◆ Texte cité:
==*==
Ces propositions et ces mesures participent toutes de ce conservatisme culturel tant honni par la gauche soixante-huitarde, plus intéressée par les valeurs que par l’économie. Hélas pour cette dernière, ces mesures semblent avoir trouvé un écho favorable parmi de larges segments des populations immigrantes lors du scrutin du 2mai dernier. Ces minorités ont souvent un taux de pratique religieuse plus élevé que la majorité d’origine occidentale, d’où leur adhésion aux discours contre le relativisme moral.

Quant à la politique étrangère de Stephen Harper, pro-américaine et proisraélienne, il a été plusieurs fois souligné qu’elle tranchait avec l’internationalisme pro-onusien hérité de l’ère Pearson. Cette politique de la puissance a pris acte de l’échec des missions de maintien de la paix en Yougoslavie et au Rwanda. Comme les impérialistes canadiens du début du siècle qui s’enorgueillissaient de leurs contacts avec Londres, le gouvernement Harper a préféré miser sur une relation privilégiée avec Washington, le centre politique de l’Occident menacé. Cette proximité stratégique a probablement coûté au Canada un siège au Conseil de sécurité.

Jaloux de la souveraineté canadienne dans l’Arctique, les conservateurs ont doté l’armée canadienne d’une plus grande puissance de frappe, ce qui tranche avec l’ère des libéraux de Jean Chrétien qui, prétextant l’objectif de l’équilibre budgétaire, avaient complètement abandonné l’armée. Des organismes comme Kairos et Droits et Démocratie, reconnus pour leurs sympathies palestiniennes, ont vu leurs subventions coupées ou leur direction changer de main. Résultat : la communauté juive se serait montrée reconnaissante lors du scrutin du 2 mai dernier.

Ce programme « néoconservateur » a eu pour effet de polariser le débat idéologique canadien comme jamais auparavant. La nouvelle ligne de fracture est devenue claire : d’un côté les conservateurs, de l’autre des « progressistes » partageant pour l’essentiel les mêmes valeurs. Car s’il est une chose qu’a révélé le projet de coalition de décembre 2008, c’est bien la cohérence idéologique des forces d’opposition au gouvernement Harper.
==*==
◆ Consigne 1: Extrayez des lignes ci-dessous chacune de celles qui contiennent le mot « headstone ».
◆ Consigne 2: Reprenez le texte ci-dessus sur le gouvernement Harper et poursuivez-le après sa dernière phrase.
==*==
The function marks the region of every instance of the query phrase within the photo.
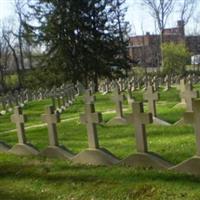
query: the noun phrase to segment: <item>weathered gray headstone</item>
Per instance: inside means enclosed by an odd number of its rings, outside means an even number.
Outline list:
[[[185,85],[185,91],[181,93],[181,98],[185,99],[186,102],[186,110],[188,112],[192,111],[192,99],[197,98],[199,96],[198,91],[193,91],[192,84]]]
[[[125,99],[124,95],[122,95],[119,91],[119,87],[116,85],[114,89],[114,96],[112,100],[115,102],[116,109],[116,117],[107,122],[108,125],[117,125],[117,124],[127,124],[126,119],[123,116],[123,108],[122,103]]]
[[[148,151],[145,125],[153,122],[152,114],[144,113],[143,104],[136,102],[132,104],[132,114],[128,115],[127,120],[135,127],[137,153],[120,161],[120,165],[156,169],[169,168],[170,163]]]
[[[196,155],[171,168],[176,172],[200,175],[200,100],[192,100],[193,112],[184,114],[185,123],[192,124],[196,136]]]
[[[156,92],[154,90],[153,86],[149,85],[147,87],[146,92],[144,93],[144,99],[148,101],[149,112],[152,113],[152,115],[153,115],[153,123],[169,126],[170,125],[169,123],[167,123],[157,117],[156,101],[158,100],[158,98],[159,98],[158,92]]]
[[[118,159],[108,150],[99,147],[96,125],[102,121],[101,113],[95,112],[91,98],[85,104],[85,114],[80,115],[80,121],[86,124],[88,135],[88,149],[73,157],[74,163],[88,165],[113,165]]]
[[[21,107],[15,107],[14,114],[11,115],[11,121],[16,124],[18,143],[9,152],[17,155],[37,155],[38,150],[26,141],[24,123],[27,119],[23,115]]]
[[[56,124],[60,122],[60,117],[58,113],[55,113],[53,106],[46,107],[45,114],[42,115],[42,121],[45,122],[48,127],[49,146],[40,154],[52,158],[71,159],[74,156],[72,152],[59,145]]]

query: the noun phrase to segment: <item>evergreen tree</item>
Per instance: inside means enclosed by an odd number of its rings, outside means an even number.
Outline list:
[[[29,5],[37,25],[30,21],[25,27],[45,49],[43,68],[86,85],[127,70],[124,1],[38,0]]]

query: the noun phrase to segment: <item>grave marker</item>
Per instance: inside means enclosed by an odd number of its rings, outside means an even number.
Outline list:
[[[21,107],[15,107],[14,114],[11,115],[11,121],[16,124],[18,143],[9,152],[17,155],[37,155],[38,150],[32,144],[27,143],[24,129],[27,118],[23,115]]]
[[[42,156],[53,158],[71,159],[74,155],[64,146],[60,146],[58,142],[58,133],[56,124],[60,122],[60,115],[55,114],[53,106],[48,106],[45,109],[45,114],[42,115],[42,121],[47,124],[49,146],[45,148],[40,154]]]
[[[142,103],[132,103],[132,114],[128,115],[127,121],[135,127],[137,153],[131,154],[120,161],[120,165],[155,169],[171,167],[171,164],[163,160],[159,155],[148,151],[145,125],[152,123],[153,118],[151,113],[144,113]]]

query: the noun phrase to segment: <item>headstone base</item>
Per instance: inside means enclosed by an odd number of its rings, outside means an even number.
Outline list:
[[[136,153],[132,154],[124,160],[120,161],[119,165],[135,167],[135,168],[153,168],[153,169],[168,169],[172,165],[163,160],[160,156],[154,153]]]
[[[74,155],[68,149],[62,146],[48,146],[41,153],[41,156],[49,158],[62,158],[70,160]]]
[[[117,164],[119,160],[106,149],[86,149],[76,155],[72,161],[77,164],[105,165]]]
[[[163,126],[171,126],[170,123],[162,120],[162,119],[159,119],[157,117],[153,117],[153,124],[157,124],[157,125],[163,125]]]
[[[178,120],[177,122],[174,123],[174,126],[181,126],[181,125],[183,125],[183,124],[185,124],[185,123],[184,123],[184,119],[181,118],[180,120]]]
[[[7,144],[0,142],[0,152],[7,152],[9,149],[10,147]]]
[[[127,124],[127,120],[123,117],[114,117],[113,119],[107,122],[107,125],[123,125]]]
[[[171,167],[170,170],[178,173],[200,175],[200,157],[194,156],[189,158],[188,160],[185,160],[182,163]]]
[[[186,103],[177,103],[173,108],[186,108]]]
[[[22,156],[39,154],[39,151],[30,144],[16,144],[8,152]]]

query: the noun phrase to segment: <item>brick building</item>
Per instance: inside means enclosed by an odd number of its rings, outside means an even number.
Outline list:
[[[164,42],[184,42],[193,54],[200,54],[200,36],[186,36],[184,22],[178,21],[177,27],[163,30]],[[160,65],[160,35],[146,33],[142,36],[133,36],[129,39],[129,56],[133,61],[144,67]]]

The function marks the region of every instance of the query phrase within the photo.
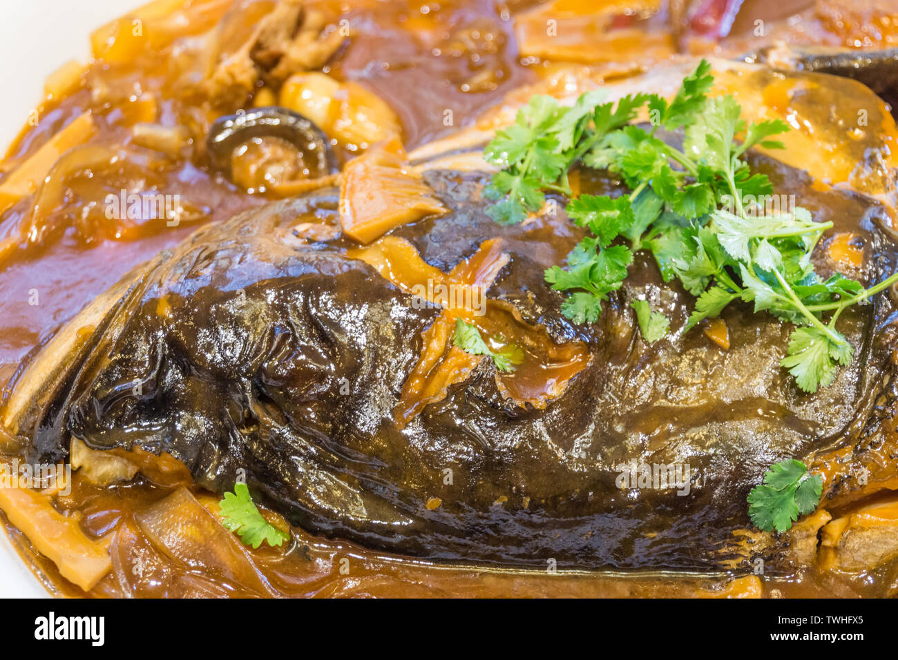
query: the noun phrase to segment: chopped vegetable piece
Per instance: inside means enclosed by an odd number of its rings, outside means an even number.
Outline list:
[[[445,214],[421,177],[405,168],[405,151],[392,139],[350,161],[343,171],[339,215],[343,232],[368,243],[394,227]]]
==*==
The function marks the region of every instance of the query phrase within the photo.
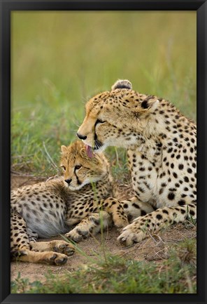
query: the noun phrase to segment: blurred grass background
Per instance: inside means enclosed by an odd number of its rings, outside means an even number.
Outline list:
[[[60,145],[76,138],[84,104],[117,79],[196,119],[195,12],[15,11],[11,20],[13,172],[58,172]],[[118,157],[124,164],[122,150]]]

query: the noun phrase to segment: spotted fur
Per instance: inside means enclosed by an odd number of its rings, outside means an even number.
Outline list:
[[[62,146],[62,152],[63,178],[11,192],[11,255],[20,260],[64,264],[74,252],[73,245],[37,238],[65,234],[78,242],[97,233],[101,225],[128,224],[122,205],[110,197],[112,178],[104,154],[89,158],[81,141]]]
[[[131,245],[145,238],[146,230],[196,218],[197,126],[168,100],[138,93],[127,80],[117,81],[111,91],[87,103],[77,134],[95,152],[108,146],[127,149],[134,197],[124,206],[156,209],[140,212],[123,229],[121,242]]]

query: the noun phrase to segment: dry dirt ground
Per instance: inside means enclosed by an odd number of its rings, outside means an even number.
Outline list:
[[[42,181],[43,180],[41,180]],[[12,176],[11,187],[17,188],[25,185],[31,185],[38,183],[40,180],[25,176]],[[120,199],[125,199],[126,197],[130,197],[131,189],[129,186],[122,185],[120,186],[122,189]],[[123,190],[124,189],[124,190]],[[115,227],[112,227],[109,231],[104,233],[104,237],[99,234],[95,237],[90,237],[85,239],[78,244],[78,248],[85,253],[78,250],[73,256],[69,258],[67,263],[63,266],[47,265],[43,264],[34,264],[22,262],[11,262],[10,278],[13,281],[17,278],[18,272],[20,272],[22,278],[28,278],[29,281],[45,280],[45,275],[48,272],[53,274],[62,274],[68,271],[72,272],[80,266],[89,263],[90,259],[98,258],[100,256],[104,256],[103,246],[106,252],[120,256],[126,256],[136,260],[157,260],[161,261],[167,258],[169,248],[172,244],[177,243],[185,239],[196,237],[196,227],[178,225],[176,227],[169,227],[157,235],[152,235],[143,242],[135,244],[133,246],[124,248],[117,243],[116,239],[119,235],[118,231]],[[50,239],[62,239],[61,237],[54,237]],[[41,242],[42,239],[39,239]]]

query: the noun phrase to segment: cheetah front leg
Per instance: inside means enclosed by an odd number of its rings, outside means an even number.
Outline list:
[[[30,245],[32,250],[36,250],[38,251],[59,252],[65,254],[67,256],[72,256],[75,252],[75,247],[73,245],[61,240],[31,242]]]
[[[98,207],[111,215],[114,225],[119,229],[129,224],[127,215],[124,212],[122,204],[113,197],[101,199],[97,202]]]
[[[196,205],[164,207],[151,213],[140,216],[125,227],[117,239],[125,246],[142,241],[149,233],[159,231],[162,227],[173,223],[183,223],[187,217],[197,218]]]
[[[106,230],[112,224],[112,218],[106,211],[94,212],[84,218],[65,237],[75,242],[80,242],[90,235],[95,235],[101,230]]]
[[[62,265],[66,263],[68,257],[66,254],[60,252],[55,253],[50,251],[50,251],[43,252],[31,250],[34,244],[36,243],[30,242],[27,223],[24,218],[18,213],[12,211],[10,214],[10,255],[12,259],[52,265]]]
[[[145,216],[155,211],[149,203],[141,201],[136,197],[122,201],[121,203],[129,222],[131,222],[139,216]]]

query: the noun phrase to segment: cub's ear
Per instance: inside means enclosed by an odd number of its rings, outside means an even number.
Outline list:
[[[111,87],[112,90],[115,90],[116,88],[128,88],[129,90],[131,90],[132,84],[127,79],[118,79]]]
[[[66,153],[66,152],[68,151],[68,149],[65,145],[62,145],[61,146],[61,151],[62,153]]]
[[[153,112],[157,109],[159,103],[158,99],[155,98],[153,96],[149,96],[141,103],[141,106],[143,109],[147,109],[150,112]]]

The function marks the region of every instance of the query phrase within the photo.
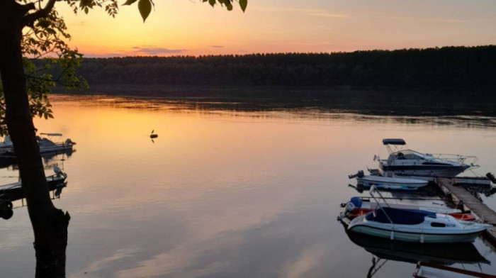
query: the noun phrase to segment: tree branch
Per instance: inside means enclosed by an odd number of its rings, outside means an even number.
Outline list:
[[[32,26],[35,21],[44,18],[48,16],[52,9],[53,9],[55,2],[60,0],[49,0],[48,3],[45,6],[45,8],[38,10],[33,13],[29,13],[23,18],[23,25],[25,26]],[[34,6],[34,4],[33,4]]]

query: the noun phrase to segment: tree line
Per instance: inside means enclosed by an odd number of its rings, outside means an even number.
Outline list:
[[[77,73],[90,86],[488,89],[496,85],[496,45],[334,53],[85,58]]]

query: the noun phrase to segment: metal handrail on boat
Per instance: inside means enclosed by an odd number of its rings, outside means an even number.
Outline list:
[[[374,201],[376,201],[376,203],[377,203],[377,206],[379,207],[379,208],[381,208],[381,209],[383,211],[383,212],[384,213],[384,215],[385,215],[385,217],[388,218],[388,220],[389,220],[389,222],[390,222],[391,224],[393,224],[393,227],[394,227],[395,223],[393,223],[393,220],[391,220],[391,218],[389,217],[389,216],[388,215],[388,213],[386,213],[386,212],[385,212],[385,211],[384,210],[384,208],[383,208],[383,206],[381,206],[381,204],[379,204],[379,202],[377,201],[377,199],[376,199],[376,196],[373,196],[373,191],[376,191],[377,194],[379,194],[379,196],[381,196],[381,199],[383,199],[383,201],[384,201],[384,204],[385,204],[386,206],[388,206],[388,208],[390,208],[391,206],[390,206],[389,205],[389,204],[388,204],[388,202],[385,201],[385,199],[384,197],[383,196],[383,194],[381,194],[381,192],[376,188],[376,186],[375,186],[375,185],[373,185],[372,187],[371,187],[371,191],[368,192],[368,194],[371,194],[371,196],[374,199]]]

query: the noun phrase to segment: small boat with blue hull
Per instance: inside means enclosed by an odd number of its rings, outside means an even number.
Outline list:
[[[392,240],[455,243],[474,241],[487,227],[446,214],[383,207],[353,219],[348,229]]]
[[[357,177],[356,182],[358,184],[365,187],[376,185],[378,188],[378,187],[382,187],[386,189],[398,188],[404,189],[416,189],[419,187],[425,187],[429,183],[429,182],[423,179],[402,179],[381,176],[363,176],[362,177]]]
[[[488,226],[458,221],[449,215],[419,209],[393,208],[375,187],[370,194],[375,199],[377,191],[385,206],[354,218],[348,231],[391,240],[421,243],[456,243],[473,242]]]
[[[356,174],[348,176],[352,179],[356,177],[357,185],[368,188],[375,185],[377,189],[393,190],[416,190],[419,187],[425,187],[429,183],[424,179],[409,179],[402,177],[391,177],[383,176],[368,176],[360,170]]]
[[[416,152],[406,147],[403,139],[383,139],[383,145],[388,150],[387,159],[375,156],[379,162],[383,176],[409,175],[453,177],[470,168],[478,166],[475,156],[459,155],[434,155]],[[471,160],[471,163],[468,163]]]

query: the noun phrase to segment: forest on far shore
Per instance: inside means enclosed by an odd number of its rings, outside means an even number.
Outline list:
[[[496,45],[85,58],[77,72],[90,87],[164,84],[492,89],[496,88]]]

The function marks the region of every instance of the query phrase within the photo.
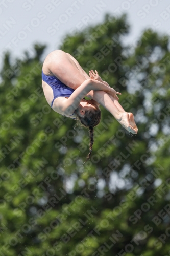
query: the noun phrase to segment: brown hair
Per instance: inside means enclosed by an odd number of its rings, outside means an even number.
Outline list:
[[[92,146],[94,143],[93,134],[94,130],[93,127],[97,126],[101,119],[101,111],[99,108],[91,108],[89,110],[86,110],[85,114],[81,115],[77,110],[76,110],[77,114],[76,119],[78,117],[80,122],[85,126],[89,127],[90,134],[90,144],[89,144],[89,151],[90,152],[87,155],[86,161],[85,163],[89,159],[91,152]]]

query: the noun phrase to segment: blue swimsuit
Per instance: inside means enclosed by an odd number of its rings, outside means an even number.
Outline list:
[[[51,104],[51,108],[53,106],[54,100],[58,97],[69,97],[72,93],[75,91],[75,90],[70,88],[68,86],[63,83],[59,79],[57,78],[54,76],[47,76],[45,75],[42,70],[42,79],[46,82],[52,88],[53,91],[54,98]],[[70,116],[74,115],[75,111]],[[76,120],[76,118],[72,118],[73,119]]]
==*==
◆ Réponse 1:
query: the noun phrase to segment: <item>weathered gray headstone</item>
query: the noun phrase to segment: <item>headstone base</item>

◆ Réponse 2:
Les résultats de l’élection du 2 mai dernier donnent à voir qu’à gauche, cette nouvelle configuration a dû avantager les néodémocrates, qui ne traînent pas le lourd passé des libéraux et qui, contrairement au Bloc québécois, font primer les questions sociales sur les enjeux constitutionnels. Par ailleurs, quoi de mieux qu’une gauche décomplexée pour affronter une droite qui a levé son masque?

Durant la dernière campagne, le Bloc fut d’ailleurs piégé par sa rhétorique « progressiste », laquelle associait depuis un moment combat pour le Québec et défense des soi-disant valeurs québécoises — identiques, dans les faits, aux valeurs progressistes du consensus libéral canadien. Cette rhétorique avait déplu aux bleus nationalistes de la grande région de Québec qui avaient quitté le bateau bloquiste lors de l’élection de janvier 2006. Le 2 mai dernier, elle a convaincu la gauche souverainiste au point qu’elle a préféré voter pour l’équipe de Jack Layton plutôt que pour le Bloc.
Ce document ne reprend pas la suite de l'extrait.